WHAT YOU HAVE TO DO: Copy, word for word, the lines of the material below, starting with the line that contains "Find the woman in turquoise" and continuing through the line that contains "[(175, 75)]", both of those lines included.

Records for identifying positions
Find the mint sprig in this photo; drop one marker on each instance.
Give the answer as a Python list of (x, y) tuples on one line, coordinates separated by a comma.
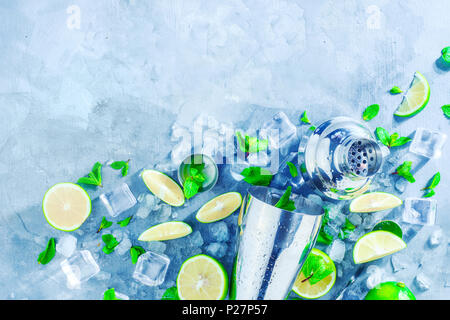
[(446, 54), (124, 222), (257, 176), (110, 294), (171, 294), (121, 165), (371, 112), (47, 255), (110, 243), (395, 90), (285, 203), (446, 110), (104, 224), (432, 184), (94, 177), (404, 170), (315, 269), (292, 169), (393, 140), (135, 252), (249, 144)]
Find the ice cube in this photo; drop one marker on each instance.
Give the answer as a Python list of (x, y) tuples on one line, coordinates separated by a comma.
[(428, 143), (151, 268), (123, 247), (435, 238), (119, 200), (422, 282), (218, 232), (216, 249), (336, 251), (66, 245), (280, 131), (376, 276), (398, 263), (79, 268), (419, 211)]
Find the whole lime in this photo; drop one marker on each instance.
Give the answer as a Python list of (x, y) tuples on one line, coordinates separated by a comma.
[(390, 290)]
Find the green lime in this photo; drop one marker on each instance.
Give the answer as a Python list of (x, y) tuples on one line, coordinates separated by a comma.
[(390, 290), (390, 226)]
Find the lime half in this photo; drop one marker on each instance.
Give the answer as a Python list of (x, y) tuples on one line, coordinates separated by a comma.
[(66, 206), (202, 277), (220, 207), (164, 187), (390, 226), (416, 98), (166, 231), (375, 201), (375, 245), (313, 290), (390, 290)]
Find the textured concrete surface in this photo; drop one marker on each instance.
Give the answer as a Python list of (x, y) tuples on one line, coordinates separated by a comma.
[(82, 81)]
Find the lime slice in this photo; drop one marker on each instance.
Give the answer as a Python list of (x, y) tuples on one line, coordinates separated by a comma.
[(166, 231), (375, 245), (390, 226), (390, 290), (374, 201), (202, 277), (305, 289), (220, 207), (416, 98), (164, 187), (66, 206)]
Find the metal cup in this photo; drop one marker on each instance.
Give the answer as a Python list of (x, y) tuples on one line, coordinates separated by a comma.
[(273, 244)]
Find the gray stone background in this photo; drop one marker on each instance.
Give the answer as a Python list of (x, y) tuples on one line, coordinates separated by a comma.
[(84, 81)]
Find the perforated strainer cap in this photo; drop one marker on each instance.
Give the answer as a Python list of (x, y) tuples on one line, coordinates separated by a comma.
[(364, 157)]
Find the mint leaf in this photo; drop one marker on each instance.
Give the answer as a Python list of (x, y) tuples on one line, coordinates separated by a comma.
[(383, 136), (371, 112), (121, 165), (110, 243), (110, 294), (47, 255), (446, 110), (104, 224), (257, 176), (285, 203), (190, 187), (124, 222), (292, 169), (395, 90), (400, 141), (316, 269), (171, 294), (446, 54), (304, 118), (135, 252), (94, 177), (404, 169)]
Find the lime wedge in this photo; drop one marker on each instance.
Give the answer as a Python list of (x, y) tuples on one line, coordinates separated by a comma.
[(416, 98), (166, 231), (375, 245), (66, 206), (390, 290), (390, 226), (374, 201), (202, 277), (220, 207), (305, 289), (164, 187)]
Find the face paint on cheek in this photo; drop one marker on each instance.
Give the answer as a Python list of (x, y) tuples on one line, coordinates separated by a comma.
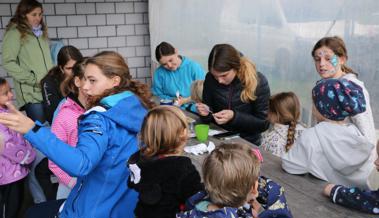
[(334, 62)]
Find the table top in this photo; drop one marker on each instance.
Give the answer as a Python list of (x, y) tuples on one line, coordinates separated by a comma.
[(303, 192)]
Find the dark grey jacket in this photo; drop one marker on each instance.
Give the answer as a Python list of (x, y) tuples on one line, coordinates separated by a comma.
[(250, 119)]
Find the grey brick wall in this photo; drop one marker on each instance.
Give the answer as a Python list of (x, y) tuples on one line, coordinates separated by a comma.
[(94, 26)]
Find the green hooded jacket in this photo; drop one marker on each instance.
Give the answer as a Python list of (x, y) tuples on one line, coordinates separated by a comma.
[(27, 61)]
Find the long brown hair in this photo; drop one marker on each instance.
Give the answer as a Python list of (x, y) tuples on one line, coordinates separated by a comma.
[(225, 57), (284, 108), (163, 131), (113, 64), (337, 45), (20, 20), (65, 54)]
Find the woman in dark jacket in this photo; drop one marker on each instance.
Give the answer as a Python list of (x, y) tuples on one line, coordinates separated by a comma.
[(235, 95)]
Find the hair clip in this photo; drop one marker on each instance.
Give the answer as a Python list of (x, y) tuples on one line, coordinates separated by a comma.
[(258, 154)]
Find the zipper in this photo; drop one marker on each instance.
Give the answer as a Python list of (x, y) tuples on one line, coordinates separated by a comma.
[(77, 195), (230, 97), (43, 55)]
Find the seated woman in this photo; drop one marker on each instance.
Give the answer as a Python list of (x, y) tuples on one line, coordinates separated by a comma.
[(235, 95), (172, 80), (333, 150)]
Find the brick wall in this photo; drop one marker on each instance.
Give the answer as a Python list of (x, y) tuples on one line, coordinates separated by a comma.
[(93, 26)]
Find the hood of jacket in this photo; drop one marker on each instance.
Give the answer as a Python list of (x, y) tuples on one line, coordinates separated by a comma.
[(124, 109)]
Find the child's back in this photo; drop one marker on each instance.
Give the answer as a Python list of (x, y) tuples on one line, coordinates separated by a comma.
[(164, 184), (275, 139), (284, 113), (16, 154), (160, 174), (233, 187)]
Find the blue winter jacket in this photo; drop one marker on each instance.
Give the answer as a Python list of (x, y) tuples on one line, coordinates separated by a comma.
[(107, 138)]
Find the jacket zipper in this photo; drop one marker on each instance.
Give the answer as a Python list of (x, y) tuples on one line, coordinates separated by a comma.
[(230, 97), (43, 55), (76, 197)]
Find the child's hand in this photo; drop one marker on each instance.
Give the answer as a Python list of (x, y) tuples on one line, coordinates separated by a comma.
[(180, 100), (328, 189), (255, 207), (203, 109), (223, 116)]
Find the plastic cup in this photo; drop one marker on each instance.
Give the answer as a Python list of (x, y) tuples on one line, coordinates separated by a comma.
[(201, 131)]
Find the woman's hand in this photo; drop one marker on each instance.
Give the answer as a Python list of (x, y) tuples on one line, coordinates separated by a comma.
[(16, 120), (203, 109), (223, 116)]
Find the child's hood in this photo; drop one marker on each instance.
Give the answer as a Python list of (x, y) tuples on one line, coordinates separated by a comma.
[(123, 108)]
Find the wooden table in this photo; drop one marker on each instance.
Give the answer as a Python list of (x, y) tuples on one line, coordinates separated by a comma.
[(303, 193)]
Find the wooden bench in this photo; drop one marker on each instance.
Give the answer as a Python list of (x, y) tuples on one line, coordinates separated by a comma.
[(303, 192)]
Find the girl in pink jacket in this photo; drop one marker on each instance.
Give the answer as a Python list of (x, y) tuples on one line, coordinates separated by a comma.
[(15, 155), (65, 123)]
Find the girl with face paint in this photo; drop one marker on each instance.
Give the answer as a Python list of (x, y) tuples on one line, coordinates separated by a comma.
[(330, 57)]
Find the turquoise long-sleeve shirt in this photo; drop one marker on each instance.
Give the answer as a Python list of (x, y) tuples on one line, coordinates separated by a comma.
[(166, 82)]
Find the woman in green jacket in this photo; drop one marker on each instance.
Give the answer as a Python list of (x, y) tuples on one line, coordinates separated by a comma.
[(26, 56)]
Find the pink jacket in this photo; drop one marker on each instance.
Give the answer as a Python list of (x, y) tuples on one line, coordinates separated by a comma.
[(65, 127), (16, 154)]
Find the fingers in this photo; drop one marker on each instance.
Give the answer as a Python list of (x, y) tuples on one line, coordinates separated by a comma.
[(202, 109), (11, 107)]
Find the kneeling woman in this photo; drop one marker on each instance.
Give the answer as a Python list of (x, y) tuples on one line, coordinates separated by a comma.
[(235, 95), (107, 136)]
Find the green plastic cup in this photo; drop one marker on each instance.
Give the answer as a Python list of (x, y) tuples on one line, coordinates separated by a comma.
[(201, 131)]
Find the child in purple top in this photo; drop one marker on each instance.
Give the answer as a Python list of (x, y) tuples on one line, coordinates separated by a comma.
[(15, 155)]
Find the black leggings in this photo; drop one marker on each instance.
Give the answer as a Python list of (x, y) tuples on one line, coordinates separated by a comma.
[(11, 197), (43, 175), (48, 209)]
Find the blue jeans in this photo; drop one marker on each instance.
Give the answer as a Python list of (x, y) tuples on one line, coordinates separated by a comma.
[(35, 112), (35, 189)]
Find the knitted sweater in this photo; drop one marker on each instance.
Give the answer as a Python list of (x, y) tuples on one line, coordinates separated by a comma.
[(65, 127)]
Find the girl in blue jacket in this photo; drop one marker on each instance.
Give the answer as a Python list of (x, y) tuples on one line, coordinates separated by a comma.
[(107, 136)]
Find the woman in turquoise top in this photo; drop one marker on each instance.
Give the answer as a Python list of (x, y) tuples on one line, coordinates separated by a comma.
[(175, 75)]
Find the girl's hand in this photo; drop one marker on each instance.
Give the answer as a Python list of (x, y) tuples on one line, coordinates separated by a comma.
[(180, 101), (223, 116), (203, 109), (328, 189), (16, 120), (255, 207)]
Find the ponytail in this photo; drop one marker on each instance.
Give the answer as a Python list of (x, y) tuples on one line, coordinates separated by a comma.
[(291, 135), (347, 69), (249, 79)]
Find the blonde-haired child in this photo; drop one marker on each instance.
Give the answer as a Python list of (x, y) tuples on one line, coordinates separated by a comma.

THE RESULT:
Find the woman in turquoise top in this photo; drop one marker on each instance.
Give the answer as a Python list of (x, y) tuples on one line, coordinates separated by a comma.
[(175, 75)]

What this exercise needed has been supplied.